▶ THE TASK:
Pick out each line of the records below that contains the word "vehicle", matching case exactly, and copy those lines.

─── RECORD EXTRACTS ───

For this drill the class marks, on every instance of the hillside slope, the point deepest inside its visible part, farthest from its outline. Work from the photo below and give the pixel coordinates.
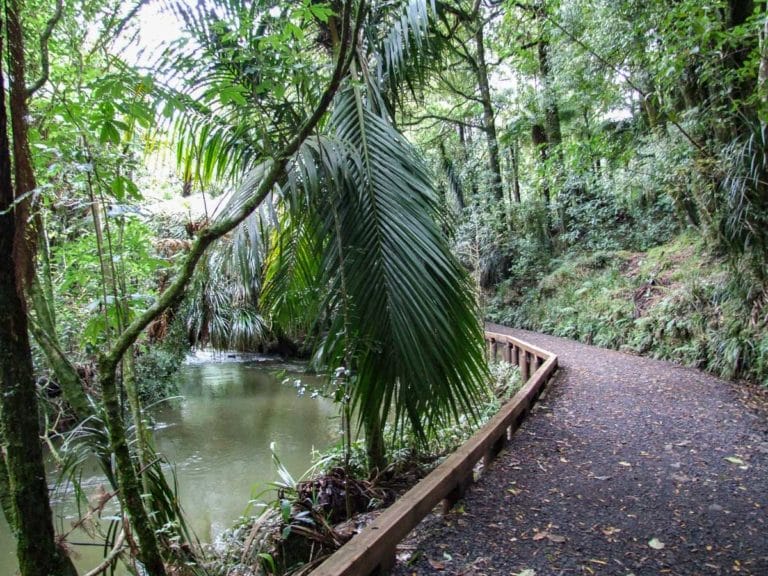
(674, 302)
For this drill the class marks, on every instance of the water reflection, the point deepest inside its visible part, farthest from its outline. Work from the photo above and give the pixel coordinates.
(218, 438)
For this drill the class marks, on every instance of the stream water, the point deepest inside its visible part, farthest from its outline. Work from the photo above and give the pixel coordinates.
(218, 439)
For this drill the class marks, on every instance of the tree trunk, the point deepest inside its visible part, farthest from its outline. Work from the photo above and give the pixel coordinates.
(551, 110)
(489, 116)
(539, 140)
(514, 163)
(36, 547)
(454, 184)
(374, 445)
(24, 175)
(128, 481)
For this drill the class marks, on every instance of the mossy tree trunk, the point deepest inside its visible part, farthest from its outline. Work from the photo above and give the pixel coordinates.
(27, 487)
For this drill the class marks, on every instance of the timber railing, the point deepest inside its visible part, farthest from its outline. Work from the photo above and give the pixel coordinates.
(372, 551)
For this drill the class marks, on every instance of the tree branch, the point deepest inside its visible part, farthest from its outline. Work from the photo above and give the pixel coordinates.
(45, 62)
(416, 120)
(273, 171)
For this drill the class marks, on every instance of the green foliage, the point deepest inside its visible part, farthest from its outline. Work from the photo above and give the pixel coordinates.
(675, 302)
(158, 362)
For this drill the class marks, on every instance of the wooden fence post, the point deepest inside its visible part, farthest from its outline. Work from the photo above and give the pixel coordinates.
(523, 357)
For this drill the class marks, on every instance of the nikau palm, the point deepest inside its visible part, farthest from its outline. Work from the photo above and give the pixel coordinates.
(359, 259)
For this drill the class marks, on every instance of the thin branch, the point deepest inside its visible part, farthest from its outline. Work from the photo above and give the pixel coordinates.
(456, 90)
(109, 558)
(45, 62)
(416, 120)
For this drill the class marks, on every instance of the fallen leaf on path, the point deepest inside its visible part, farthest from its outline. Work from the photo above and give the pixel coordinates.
(556, 538)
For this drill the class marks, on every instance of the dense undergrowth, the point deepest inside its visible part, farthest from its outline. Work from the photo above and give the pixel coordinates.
(294, 524)
(678, 301)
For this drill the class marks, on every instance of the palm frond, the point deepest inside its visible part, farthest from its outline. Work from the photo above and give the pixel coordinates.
(402, 302)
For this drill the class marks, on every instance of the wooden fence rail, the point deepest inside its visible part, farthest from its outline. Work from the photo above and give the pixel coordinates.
(373, 550)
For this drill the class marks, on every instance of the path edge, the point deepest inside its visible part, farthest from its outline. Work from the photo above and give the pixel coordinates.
(372, 551)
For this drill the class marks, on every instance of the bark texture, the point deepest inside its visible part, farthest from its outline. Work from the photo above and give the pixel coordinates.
(37, 551)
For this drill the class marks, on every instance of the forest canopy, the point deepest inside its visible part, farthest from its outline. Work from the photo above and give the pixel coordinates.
(362, 182)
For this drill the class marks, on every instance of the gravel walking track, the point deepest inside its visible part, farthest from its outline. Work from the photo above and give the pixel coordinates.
(627, 466)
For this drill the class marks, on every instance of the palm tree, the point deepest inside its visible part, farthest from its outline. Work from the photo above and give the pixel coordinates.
(359, 253)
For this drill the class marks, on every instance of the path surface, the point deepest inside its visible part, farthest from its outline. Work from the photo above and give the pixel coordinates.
(626, 466)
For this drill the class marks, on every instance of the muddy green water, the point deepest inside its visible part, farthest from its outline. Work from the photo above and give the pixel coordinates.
(218, 439)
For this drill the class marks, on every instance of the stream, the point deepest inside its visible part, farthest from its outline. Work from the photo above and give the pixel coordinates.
(218, 439)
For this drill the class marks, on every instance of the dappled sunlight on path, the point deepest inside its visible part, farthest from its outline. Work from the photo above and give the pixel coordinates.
(627, 466)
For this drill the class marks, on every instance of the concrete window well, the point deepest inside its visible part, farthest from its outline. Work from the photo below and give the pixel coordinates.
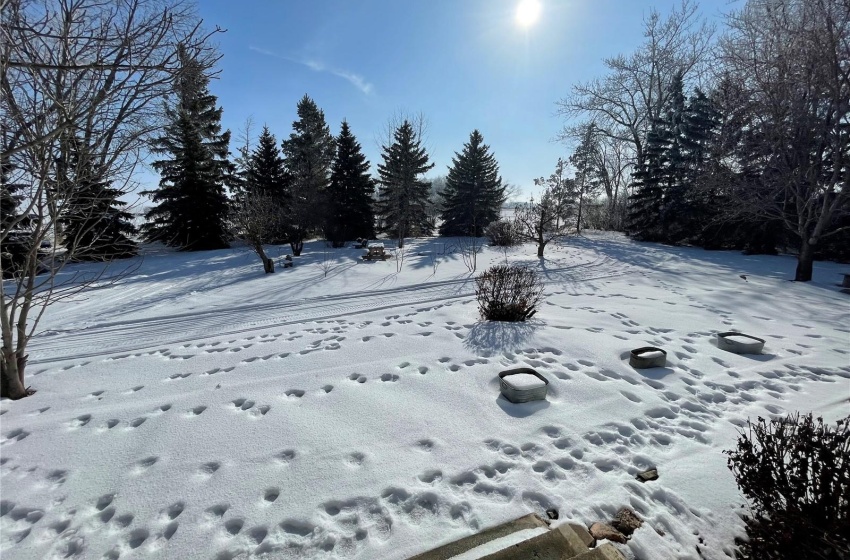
(646, 357)
(739, 343)
(523, 385)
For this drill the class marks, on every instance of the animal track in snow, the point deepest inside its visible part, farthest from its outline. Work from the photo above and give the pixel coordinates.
(145, 464)
(206, 470)
(285, 457)
(271, 494)
(355, 459)
(79, 421)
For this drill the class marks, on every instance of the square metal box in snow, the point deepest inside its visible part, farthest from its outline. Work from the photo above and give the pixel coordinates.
(523, 387)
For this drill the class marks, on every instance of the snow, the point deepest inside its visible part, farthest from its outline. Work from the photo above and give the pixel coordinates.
(524, 381)
(198, 408)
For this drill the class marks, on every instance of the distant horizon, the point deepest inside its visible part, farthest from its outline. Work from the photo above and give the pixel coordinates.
(463, 66)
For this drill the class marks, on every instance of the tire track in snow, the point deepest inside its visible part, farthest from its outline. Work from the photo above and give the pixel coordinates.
(140, 334)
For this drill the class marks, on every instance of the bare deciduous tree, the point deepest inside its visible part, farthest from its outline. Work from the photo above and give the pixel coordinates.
(258, 220)
(89, 70)
(624, 103)
(792, 60)
(548, 218)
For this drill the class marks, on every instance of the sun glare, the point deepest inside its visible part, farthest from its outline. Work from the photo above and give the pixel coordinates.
(527, 12)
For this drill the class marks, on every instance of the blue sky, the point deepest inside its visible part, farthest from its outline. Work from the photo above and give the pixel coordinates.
(464, 64)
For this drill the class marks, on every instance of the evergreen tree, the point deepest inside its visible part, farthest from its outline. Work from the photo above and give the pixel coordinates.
(266, 181)
(646, 202)
(350, 214)
(191, 205)
(266, 175)
(698, 221)
(403, 195)
(584, 159)
(95, 226)
(474, 193)
(308, 154)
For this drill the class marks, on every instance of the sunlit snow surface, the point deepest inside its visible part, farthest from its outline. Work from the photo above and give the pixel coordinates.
(201, 409)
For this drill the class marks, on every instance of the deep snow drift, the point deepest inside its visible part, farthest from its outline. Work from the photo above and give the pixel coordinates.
(344, 409)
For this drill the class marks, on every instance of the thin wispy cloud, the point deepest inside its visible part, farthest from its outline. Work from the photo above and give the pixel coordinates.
(356, 80)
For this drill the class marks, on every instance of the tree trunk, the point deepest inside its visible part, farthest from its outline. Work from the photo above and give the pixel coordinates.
(297, 247)
(805, 262)
(12, 377)
(268, 264)
(578, 221)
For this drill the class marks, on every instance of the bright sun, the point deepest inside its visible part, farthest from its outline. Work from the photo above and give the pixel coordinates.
(527, 12)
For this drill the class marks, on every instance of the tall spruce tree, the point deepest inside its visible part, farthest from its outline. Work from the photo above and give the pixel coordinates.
(403, 194)
(266, 175)
(587, 183)
(474, 192)
(350, 213)
(95, 226)
(647, 200)
(308, 154)
(191, 205)
(265, 184)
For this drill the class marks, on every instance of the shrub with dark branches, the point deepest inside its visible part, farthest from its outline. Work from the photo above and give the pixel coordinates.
(508, 293)
(502, 234)
(795, 471)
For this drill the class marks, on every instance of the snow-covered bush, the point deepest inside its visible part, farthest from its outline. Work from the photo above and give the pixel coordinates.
(508, 293)
(502, 234)
(795, 471)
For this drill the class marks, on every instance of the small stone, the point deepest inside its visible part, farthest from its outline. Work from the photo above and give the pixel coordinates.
(646, 476)
(626, 521)
(601, 531)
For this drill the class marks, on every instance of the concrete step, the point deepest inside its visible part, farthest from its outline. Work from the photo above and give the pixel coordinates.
(557, 544)
(529, 525)
(606, 551)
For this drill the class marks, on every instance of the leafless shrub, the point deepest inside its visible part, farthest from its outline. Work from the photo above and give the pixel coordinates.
(508, 293)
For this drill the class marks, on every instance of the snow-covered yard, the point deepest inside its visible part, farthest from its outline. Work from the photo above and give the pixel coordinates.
(200, 409)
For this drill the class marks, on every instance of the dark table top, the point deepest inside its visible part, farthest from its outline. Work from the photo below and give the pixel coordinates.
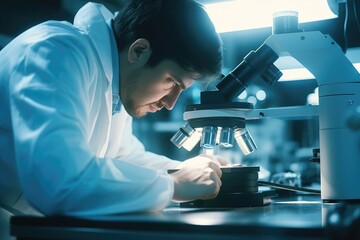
(296, 217)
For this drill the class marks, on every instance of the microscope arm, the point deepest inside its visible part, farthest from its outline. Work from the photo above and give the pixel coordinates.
(286, 113)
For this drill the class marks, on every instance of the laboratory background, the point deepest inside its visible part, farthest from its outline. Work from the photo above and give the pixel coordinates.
(283, 145)
(287, 147)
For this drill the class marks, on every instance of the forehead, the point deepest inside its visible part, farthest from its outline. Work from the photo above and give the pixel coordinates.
(176, 72)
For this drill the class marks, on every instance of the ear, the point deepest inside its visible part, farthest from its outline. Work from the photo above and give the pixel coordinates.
(139, 50)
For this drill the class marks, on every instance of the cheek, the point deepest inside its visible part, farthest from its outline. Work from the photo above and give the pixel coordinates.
(150, 94)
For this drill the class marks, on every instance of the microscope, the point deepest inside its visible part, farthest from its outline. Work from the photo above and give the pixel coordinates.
(219, 118)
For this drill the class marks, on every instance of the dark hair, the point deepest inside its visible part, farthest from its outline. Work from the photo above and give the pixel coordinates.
(179, 30)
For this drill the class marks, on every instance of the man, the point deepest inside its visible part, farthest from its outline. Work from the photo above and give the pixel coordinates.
(68, 95)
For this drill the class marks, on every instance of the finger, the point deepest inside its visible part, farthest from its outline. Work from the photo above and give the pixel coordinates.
(223, 161)
(214, 166)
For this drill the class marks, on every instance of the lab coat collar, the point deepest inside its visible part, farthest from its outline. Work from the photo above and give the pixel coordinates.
(95, 20)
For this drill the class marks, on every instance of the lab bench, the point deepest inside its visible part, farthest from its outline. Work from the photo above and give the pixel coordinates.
(296, 217)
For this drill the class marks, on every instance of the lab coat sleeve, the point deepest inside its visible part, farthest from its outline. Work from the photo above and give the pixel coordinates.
(130, 149)
(58, 172)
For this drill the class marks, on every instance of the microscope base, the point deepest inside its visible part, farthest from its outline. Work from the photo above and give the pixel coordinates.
(233, 200)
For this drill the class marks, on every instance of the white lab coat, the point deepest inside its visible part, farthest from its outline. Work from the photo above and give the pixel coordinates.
(60, 145)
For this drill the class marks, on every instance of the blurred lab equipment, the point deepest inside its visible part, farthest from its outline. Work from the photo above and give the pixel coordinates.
(339, 90)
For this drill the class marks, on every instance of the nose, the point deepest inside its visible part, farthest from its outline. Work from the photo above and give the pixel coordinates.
(170, 99)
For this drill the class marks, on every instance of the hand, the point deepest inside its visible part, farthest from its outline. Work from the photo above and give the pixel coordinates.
(197, 178)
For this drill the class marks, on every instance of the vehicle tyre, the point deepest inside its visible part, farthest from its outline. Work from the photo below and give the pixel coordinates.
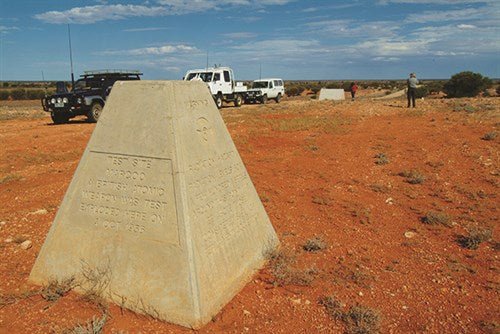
(59, 118)
(238, 101)
(95, 112)
(218, 101)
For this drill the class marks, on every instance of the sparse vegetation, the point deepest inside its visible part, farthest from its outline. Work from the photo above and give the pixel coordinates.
(320, 200)
(475, 237)
(57, 289)
(314, 244)
(466, 84)
(489, 136)
(358, 319)
(436, 218)
(413, 176)
(382, 159)
(94, 326)
(283, 264)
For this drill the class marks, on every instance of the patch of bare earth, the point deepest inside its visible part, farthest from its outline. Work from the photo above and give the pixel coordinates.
(397, 256)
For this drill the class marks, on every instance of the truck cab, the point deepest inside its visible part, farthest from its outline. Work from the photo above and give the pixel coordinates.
(220, 81)
(264, 89)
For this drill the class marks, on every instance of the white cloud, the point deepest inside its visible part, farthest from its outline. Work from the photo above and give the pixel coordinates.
(448, 15)
(240, 35)
(146, 29)
(92, 14)
(351, 28)
(153, 51)
(4, 29)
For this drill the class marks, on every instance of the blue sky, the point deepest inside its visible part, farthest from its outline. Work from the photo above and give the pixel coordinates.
(292, 39)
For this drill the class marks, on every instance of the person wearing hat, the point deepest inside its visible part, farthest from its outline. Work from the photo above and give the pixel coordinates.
(412, 83)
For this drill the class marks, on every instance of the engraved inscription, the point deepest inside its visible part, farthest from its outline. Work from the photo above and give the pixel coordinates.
(128, 195)
(218, 188)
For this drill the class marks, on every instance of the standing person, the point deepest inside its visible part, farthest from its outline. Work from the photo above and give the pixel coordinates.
(412, 83)
(354, 89)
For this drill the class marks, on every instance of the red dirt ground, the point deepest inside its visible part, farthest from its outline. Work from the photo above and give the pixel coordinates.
(314, 166)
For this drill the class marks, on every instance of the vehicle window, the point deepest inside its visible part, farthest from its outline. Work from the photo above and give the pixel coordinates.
(259, 84)
(206, 76)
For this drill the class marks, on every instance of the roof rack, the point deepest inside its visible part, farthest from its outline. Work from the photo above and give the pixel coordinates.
(113, 71)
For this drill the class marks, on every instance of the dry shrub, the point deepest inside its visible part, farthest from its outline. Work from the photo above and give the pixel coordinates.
(475, 238)
(94, 326)
(436, 218)
(382, 159)
(57, 289)
(283, 266)
(413, 176)
(358, 319)
(314, 244)
(362, 320)
(489, 136)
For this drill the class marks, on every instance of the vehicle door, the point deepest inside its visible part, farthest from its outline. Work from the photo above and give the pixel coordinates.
(226, 82)
(271, 90)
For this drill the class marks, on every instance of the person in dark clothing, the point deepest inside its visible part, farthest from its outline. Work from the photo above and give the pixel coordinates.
(412, 83)
(354, 89)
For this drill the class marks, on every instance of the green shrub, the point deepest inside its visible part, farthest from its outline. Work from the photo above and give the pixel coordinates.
(35, 94)
(18, 94)
(466, 84)
(421, 91)
(4, 95)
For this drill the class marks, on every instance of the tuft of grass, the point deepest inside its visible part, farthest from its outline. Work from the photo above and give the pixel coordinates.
(314, 244)
(382, 159)
(362, 320)
(413, 176)
(283, 264)
(358, 319)
(489, 136)
(57, 289)
(379, 188)
(474, 238)
(333, 306)
(363, 214)
(321, 200)
(94, 326)
(436, 218)
(20, 238)
(9, 178)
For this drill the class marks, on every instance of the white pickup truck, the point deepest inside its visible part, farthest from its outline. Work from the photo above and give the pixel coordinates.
(220, 81)
(264, 89)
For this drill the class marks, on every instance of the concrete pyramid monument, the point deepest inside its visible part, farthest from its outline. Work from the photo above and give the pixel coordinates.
(161, 206)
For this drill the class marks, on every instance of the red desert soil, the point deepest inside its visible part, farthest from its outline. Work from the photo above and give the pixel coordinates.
(314, 165)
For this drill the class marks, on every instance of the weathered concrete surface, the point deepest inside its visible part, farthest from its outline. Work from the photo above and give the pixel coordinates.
(161, 207)
(331, 94)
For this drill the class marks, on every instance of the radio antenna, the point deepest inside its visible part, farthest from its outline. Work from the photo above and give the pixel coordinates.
(71, 59)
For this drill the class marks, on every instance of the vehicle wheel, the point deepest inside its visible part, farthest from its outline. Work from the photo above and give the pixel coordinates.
(95, 112)
(238, 101)
(58, 118)
(218, 101)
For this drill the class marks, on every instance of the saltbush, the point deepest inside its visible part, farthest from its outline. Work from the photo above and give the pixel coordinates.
(466, 84)
(18, 94)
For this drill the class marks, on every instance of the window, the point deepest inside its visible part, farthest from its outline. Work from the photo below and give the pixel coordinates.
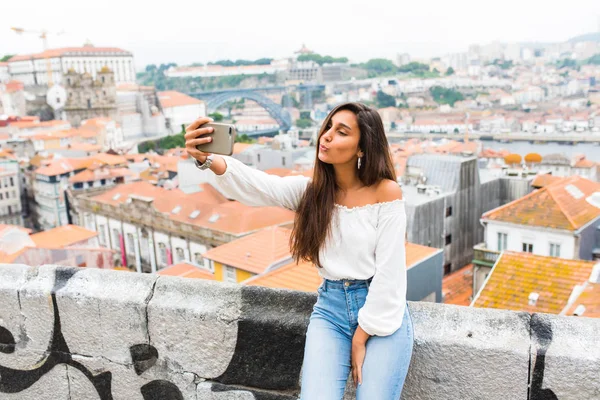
(448, 239)
(554, 250)
(130, 243)
(229, 275)
(162, 253)
(102, 233)
(447, 268)
(502, 240)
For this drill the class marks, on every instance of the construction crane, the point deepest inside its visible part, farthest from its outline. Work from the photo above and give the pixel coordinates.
(44, 36)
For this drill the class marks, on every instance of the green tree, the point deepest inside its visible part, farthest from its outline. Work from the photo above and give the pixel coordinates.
(319, 59)
(380, 66)
(595, 59)
(303, 123)
(442, 95)
(218, 117)
(414, 67)
(385, 100)
(244, 138)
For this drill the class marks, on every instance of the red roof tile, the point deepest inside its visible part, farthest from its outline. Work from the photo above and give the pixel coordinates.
(516, 275)
(561, 205)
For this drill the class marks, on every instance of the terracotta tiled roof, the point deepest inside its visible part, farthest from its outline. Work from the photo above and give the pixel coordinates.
(303, 277)
(256, 252)
(62, 166)
(173, 98)
(561, 205)
(54, 135)
(4, 228)
(38, 124)
(415, 253)
(187, 271)
(240, 147)
(516, 275)
(69, 51)
(543, 180)
(590, 299)
(94, 175)
(215, 211)
(62, 236)
(584, 163)
(457, 288)
(84, 147)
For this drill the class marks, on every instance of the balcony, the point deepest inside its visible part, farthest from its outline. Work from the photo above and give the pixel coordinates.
(123, 335)
(483, 256)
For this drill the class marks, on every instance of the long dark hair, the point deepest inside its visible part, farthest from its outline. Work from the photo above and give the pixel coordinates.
(312, 223)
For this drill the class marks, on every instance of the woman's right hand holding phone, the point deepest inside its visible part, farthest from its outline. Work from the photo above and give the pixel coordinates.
(193, 137)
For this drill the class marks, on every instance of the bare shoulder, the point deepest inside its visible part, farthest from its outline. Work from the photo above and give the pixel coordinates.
(388, 190)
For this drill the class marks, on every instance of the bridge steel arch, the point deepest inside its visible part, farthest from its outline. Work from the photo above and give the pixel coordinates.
(276, 111)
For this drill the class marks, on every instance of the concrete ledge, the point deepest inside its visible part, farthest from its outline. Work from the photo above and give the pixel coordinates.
(69, 333)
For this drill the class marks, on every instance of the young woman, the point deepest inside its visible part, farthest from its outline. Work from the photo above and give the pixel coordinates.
(351, 223)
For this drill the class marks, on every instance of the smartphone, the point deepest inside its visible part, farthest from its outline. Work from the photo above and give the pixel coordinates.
(223, 139)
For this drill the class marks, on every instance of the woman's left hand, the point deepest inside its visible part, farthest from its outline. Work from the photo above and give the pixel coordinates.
(359, 351)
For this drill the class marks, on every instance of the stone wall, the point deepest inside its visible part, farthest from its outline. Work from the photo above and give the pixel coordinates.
(68, 333)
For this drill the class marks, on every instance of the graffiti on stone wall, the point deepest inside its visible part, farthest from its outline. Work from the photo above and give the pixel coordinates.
(542, 331)
(272, 364)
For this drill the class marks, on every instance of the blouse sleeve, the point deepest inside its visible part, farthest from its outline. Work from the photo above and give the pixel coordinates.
(383, 311)
(253, 187)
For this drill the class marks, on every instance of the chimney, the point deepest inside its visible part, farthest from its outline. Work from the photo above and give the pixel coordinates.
(533, 297)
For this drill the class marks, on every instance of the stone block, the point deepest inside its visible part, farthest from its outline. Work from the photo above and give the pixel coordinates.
(193, 324)
(565, 357)
(103, 313)
(468, 353)
(52, 385)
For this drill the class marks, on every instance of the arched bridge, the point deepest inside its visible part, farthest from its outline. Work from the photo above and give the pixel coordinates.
(215, 99)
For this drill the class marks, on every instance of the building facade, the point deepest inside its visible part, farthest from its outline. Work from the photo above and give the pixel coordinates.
(32, 70)
(89, 97)
(10, 193)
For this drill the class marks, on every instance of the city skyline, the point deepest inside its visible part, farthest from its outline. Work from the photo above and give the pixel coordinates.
(383, 30)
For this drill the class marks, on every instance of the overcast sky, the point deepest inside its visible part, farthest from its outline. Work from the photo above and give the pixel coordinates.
(199, 31)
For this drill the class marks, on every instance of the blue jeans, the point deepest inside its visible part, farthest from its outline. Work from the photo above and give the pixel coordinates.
(327, 353)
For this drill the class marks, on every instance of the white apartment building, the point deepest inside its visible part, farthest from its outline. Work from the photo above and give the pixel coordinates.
(32, 70)
(49, 185)
(554, 221)
(10, 193)
(180, 109)
(209, 71)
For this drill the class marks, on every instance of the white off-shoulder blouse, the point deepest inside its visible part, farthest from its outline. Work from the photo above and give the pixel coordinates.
(367, 241)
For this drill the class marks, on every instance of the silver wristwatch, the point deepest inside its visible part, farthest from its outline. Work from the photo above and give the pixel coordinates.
(206, 164)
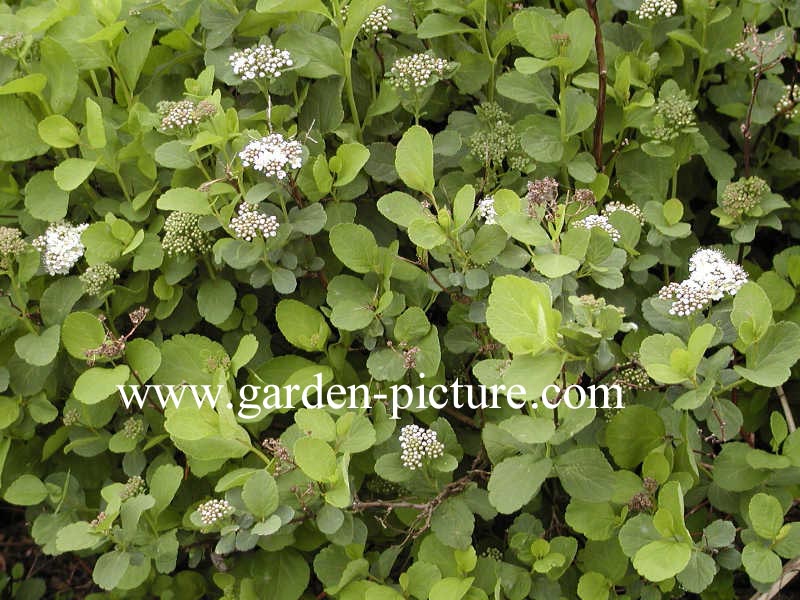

───

▶ TASK ANSWER:
For this drill the class marks, on every instance of the vehicle tyre, the point deepest inside its visible part, farthest from its outline. Work from the photo below and give the pixel coordinates.
For this drill the class marks, on every instance of the vehicle window, the point deepest inside its visible part, farthest from its outline. Work from the photo above and give the pixel coordinates.
For this drill the class marks, on every instance of the vehicle door, the point deepest inside its visible part, farthest from its outline. Work from the photo above and give the pixel coordinates.
For this drill the class marks, on every instance of the vehicle wheel, the point deepest inside its visible part, farthest from its outline. Work from the photo above and give the pixel coordinates.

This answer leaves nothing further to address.